# Extrait du texte
Et pourtant Toulouse sait mentir, tricher, cacher la vérité !
La Salope !
Depuis le printemps 2024 et jusqu'en janvier 2025 ont lieu deux importantes expositions au musée Saint-Raymond et aux Jacobins sur le catharisme d'une part et à la Bibliothèque Municipale de Toulouse sur les Troubadours et "Lo Gai Saber" d'autre part (cette dernière étant terminée).
Or une controverse agite les milieux historiques sur le catharisme occitan et sur la société médiévale d’Occitanie. On assiste à une bataille "des anciens et des modernes" depuis quelques années : les premiers ont pour nombre d'entre eux passé leur vie à travailler "sur le terrain" et sur les diverses sources écrites et archéologiques pour restituer le drame vécu par les populations du comté de Toulouse aux XIIIe et XIVe siècles, tandis que les seconds déconstruisent, semble-t-il, tout le travail de mémoire de leurs prédécesseurs.
Alors pour en sortir, il faut souhaiter qu'un colloque sur ces questions réunisse les deux parties, où chacun apportera ses sources...
En attendant voici le "coup de gueule" de Jean Thomas, professeur, sur les deux expositions toulousaines.
Bonne lecture.
Jòrdi Labouysse
Jean THOMAS, retraité
Ancien professeur à l'École supérieure du professorat et de l’éducation (ESPE)-Université de Toulouse-Jean Jaurès.
Réflexions et « coup de gueule » à propos des expositions sur les Troubadours et les Cathares à Toulouse
en cette année 2024
Toulouse — New York — Johannesburg
T’as trouvé le point commun ?
Il y en a un, cherchez bien. C’est pourtant simple. En République Sud-Africaine, aux USA, et dans tant d’autres lieux de la planète la discrimination est ou a été LA LOI. Les blancs d’un côté, les noirs de l’autre.

# Consigne écrite 1
Veuillez réécrire les entrées à partir de la ligne contenant « Where does a point fall on the sieve handle? » jusqu'à la fin des entrées, en renommant « sieve handle » en « strainer handle » sans rien changer d'autre.

# Entrées fournies
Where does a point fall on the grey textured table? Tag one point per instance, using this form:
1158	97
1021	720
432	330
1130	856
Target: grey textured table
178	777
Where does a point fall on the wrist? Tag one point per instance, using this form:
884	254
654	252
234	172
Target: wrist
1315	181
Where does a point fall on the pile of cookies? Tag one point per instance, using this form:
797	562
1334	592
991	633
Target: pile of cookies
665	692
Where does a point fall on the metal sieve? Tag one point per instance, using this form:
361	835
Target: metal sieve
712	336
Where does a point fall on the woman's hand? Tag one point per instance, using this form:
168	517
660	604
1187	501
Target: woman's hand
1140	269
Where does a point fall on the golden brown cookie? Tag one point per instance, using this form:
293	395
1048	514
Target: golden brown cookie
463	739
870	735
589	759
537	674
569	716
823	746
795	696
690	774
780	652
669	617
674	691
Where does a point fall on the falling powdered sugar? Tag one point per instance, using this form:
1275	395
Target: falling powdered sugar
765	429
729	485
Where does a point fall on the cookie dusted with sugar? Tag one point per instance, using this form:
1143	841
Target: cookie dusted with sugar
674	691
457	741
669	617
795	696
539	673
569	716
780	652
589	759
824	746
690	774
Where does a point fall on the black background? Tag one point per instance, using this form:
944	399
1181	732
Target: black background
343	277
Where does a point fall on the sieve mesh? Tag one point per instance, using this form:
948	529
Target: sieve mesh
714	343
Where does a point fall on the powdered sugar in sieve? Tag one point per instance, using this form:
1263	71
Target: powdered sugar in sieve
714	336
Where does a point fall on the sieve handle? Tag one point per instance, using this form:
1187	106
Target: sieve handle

# Consigne écrite 2
Recopiez tel quel le passage de l'article sur les expositions de Toulouse qui commence aux mots « Jòrdi Labouysse » et se termine après « de Toulouse-Jean Jaurès. ».

# Corrigé de l'exercice 1
Where does a point fall on the strainer handle? Tag one point per instance, using this form:
1187	106
Target: strainer handle

# Corrigé de l'exercice 2
Jòrdi Labouysse
Jean THOMAS, retraité
Ancien professeur à l'École supérieure du professorat et de l’éducation (ESPE)-Université de Toulouse-Jean Jaurès.